[EXCERPT]:
____

File system creation failure (Community Edition)

When you choose to dynamically create file system inside mount pod, i.e. running the juicefs format command, when this process fails, you'll see error logs in the CSI Node pod:

format: ERR illegal address: xxxx

The format in the error message stands for the juicefs format command. Above error usually indicates problems accessing the metadata engine, check security group configurations to ensure all Kubernetes worker nodes could access the metadata engine.

If you use a password protected Redis instance as metadata engine, you may encounter the following error:

format: NOAUTH Authentication requested.

Make sure you've specified the correct password in the metadata engine URL, as described in using Redis as metadata engine.

Performance issues

Compared to using JuiceFS directly on a host mount point, CSI Driver provides powerful functionalities but also comes with higher complexities. This section only covers issues that are specific to CSI Driver, if you suspect your problem at hand isn't related to CSI Driver, learn to debug JuiceFS itself in Community Edition and Cloud Service documentations.

Bad read performance

We'll demonstrate a typical performance issue and troubleshooting path under the CSI Driver, using a simple fio test as example.

The actual fio command involves 5 * 500MB = 2.5GB of data, reaching a not particularly satisfying result:

$ fio -directory=. \
-ioengine=mmap \
-rw=randread \
-bs=4k \
-group_reporting=1 \
-fallocate=none \
-time_based=1 \
-runtime=120 \
-name=test_file \
-nrfiles=1 \
-numjobs=5 \
-size=500MB
...
READ: bw=9896KiB/s (10.1MB/s), 9896KiB/s-9896KiB/s (10.1MB/s-10.1MB/s), io=1161MiB (1218MB), run=120167-120167msec

When encountered with performance issues, take a look at Real-time statistics, the stats during our fio test looks like:

$ juicefs stats /var/lib/juicefs/volume/pvc-xxx-xxx-xxx-xxx-xxx-xxx
------usage------ ----------fuse--------- ----meta--- -blockcache remotecache ---object--
cpu mem buf | ops lat read write| ops lat | read write| read write| get put
302% 287M 24M| 34K 0.07 139M 0 | 0 0 |7100M 0 | 0 0 | 0 0
469% 287M 29M| 23K 0.10 92M 0 | 0 0 |4513M 0 | 0 0 | 0 0
...

Read performance really depends on cache, so when read performance isn't ideal, pay special attention to the blockcache related metrics, block cache is data blocks cached on disk, notice how blockcache.read is always larger than 0 in the above data, this means kernel page cache isn't built, thus all read requests is handled by the slower disk reads. Now we will investigate why page cache won't build.

____

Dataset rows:
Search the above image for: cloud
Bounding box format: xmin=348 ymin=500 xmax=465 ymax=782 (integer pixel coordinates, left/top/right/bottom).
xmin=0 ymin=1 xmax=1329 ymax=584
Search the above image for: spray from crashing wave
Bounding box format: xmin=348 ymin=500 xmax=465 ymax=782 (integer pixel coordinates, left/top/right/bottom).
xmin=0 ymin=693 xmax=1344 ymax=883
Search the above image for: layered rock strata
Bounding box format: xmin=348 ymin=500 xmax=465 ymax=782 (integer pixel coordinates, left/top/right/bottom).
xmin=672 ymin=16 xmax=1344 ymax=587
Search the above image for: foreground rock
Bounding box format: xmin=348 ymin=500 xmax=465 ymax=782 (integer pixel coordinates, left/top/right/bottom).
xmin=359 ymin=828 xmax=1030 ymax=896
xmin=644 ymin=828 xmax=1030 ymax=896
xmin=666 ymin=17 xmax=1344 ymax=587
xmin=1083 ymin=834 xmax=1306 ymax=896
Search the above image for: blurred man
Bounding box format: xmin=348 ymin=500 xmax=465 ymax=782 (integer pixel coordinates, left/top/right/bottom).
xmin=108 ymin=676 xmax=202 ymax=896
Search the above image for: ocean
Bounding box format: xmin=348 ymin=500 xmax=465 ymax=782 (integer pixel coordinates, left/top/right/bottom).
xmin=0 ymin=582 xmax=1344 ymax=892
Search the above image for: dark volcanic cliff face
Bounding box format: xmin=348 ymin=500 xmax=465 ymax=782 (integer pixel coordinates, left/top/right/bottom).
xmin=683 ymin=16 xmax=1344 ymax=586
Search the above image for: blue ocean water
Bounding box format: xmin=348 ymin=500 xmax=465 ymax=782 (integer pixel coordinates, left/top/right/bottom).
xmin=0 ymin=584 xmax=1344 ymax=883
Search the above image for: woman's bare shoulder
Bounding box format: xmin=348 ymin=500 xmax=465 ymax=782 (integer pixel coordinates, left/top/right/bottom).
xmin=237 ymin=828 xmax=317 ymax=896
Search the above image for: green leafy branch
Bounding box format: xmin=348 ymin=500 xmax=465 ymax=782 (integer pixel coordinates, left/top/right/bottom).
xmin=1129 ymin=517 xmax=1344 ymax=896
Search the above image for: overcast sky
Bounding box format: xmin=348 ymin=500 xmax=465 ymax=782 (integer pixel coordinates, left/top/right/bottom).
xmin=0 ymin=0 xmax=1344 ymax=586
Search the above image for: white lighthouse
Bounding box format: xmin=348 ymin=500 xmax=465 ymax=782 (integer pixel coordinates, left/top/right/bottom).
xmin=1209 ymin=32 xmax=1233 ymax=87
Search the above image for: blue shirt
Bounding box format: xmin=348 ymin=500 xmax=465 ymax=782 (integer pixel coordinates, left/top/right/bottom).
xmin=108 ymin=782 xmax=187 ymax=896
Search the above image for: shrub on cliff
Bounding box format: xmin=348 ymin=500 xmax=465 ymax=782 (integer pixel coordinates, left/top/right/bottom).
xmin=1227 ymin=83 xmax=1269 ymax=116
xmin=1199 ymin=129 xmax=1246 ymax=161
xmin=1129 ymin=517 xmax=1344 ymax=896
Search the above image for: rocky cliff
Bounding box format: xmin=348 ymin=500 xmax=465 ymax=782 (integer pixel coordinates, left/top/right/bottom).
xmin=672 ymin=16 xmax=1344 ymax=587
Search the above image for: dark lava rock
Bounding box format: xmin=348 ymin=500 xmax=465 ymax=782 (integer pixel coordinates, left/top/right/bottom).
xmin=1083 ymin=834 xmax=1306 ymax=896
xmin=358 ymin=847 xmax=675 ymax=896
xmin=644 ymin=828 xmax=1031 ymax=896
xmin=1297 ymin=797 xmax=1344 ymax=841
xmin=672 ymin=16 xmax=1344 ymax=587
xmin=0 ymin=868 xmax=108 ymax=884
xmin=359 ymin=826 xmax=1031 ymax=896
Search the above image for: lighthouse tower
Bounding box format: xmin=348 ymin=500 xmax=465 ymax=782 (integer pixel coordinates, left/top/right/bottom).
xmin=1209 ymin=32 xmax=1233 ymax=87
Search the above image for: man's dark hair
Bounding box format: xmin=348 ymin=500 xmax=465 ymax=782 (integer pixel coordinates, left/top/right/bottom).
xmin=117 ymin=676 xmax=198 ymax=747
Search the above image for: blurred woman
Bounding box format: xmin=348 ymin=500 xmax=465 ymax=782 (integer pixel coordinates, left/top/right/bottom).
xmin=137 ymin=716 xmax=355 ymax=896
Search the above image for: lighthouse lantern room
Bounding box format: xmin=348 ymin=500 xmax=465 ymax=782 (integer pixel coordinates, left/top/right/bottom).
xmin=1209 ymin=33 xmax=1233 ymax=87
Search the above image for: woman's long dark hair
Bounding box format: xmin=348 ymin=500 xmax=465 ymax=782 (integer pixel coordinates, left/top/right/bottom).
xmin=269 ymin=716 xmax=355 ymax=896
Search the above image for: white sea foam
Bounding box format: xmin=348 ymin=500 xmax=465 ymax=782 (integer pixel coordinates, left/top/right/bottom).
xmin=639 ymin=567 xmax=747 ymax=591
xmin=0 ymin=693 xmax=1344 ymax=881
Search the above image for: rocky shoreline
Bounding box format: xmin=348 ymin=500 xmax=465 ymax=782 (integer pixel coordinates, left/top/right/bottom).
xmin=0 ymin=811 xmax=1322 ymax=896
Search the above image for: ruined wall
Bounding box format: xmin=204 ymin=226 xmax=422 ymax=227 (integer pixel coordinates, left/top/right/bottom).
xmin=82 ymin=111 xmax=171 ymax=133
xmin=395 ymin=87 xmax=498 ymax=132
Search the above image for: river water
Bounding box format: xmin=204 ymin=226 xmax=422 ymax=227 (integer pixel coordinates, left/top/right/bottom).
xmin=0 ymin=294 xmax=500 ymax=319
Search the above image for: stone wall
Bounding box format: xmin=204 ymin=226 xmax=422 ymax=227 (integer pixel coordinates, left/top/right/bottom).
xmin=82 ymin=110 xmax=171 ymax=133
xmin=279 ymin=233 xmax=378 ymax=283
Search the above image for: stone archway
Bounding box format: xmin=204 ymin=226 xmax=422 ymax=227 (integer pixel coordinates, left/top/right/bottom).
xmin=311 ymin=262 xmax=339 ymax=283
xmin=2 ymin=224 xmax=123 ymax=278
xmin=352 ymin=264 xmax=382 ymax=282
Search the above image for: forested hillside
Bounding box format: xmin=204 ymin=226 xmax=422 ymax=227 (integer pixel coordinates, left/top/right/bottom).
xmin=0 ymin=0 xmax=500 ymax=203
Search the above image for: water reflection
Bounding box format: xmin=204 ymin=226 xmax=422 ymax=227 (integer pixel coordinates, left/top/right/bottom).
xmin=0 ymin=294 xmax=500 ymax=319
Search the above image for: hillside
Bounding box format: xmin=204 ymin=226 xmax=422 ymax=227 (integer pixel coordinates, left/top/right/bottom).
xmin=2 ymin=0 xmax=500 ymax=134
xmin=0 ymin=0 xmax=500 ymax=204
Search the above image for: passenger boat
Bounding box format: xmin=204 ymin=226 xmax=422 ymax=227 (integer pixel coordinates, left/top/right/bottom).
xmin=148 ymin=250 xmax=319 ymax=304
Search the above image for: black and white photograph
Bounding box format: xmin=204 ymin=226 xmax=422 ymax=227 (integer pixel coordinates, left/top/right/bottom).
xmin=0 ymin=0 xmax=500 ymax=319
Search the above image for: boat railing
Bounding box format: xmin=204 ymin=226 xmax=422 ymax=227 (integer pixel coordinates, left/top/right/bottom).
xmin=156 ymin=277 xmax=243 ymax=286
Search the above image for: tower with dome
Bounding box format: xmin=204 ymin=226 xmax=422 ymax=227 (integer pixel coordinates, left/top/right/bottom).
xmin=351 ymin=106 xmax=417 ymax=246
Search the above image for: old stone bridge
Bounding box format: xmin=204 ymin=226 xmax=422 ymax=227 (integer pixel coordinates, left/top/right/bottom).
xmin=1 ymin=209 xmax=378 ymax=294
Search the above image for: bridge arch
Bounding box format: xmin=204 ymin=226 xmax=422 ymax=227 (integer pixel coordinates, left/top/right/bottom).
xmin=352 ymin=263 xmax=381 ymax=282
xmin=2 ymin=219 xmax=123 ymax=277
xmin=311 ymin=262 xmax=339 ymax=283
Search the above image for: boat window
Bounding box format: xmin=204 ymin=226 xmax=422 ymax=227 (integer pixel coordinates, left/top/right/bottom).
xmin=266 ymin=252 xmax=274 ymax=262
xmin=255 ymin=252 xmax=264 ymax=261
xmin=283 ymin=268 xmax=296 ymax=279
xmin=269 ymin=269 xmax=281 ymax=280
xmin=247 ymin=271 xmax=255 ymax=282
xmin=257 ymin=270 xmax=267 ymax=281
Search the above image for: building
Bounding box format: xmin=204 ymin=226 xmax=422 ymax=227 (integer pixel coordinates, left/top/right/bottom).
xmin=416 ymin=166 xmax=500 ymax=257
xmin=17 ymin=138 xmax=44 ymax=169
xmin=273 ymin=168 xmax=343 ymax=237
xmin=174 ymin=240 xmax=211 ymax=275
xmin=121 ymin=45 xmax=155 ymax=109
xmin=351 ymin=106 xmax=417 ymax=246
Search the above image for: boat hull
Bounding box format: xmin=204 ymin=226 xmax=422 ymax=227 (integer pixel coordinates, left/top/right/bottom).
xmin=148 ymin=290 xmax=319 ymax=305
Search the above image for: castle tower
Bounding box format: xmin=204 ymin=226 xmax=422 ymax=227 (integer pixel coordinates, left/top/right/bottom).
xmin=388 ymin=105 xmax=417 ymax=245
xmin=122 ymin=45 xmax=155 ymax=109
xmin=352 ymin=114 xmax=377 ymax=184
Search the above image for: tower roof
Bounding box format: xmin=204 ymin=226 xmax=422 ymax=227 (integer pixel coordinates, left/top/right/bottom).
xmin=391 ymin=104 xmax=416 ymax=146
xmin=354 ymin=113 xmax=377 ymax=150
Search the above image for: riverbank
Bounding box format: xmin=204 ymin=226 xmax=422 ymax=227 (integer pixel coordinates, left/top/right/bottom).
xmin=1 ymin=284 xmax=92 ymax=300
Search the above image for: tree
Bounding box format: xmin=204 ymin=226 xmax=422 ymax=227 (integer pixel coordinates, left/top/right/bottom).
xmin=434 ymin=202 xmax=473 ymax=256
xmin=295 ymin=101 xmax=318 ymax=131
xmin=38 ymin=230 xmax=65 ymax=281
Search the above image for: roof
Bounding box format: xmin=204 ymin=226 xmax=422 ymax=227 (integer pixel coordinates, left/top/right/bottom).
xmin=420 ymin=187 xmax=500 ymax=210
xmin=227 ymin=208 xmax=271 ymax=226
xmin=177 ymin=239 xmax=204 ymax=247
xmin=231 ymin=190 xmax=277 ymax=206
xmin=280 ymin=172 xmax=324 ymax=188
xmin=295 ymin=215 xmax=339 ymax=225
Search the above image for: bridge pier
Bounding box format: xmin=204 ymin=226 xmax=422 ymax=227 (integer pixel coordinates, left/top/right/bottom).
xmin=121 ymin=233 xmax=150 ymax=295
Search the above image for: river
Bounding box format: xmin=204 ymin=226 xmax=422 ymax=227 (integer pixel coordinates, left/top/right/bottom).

____

[WRITTEN PROBLEM A]: Copy out the stretch of the JuiceFS excerpt from "File system creation" through "NOAUTH Authentication requested.", word for word.
[WRITTEN PROBLEM B]:
For each statement below, answer yes or no to whether the JuiceFS excerpt supports it, and quote the words from the excerpt that settle it.
(i) The fio command in the test works with 2.5GB of data in total.
(ii) An "illegal address" error from the format command usually points to trouble reaching the object storage.
(iii) When blockcache.read stays above 0, the kernel page cache has been built.

[EXPECTED ANSWER A]:
File system creation failure (Community Edition)

When you choose to dynamically create file system inside mount pod, i.e. running the juicefs format command, when this process fails, you'll see error logs in the CSI Node pod:

format: ERR illegal address: xxxx

The format in the error message stands for the juicefs format command. Above error usually indicates problems accessing the metadata engine, check security group configurations to ensure all Kubernetes worker nodes could access the metadata engine.

If you use a password protected Redis instance as metadata engine, you may encounter the following error:

format: NOAUTH Authentication requested.

[EXPECTED ANSWER B]:
(i) Yes: "The actual fio command involves 5 * 500MB = 2.5GB of data"
(ii) No: "Above error usually indicates problems accessing the metadata engine"
(iii) No: "this means kernel page cache isn't built"